[Dataset records]
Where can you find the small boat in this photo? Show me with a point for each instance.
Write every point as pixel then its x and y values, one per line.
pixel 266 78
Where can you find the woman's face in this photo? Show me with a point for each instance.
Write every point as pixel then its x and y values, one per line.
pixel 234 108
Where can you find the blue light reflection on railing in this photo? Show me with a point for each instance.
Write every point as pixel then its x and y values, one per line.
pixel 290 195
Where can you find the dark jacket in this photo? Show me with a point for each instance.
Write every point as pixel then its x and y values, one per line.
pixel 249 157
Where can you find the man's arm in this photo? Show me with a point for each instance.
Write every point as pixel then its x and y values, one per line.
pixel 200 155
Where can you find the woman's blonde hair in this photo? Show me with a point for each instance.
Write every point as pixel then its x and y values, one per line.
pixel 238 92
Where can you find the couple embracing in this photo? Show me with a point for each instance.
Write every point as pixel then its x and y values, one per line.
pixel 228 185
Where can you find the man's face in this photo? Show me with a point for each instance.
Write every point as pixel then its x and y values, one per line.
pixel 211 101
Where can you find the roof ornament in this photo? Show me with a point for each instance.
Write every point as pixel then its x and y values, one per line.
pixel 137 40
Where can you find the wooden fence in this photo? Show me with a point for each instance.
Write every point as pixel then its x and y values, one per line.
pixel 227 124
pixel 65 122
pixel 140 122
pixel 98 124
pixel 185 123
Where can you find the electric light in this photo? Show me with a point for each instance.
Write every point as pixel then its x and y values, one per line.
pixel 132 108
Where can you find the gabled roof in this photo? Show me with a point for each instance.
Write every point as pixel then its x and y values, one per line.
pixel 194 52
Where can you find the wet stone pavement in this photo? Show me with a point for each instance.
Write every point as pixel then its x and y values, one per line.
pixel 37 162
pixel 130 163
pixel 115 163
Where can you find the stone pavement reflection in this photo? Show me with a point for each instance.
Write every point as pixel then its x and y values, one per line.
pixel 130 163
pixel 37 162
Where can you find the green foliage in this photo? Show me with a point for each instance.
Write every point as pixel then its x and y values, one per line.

- [PROBLEM DESCRIPTION] Copy out the lines above, from the one holding "Where can you find the electric" through the final line, with no other lines.

- [OUTPUT BELOW]
Where can you find the electric light in this photo? Show me with a point for each instance.
Write every point as pixel then its x and y values, one per line.
pixel 132 108
Where can you find the gabled roof in this photo? Show me with a point for each instance.
Write every point as pixel then its x and y values, one per line.
pixel 194 52
Where can you find the wet stone pavement in this photo? Show me with a point for each instance.
Write every point as pixel then its x and y values, one per line.
pixel 37 162
pixel 130 163
pixel 115 163
Where can you find the stone pavement reflection in this photo? Show me with a point for each instance.
Write every point as pixel then its x and y values, one per line.
pixel 130 163
pixel 37 162
Where can you find the green foliage in this photo? Show me with a point for each instance.
Write every point as pixel then its x and y values, one per line.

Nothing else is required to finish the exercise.